Convert each line of the records below into a numbered list item, and leave out any blank lines.
--- Begin EXERCISE INPUT ---
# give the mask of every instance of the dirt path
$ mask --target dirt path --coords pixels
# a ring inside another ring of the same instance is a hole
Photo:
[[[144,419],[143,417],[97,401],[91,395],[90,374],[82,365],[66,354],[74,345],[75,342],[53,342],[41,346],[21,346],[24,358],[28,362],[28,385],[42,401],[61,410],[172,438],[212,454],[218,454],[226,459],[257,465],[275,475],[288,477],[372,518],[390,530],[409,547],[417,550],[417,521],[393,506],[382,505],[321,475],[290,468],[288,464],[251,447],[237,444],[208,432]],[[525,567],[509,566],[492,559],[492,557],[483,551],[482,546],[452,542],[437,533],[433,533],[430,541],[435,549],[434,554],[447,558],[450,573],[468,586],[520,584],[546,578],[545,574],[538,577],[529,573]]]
--- End EXERCISE INPUT ---
■ FINAL ANSWER
1. # give the mask of every instance of the dirt path
2. $ mask --target dirt path --coords pixels
3. # a ring inside another ring of the same instance is a hole
4. Photo:
5. [[[144,419],[143,417],[97,401],[91,395],[90,374],[82,365],[66,354],[74,345],[75,342],[53,342],[41,346],[21,346],[24,358],[28,362],[28,385],[42,401],[61,410],[172,438],[212,454],[218,454],[226,459],[257,465],[275,475],[288,477],[372,518],[390,530],[409,547],[417,550],[417,521],[393,506],[382,505],[321,475],[290,468],[288,464],[251,447],[237,444],[208,432]],[[525,567],[509,566],[492,559],[492,557],[483,551],[482,546],[452,542],[437,533],[433,533],[430,541],[435,549],[434,554],[447,558],[450,573],[468,586],[520,584],[546,578],[545,574],[538,577],[529,573]]]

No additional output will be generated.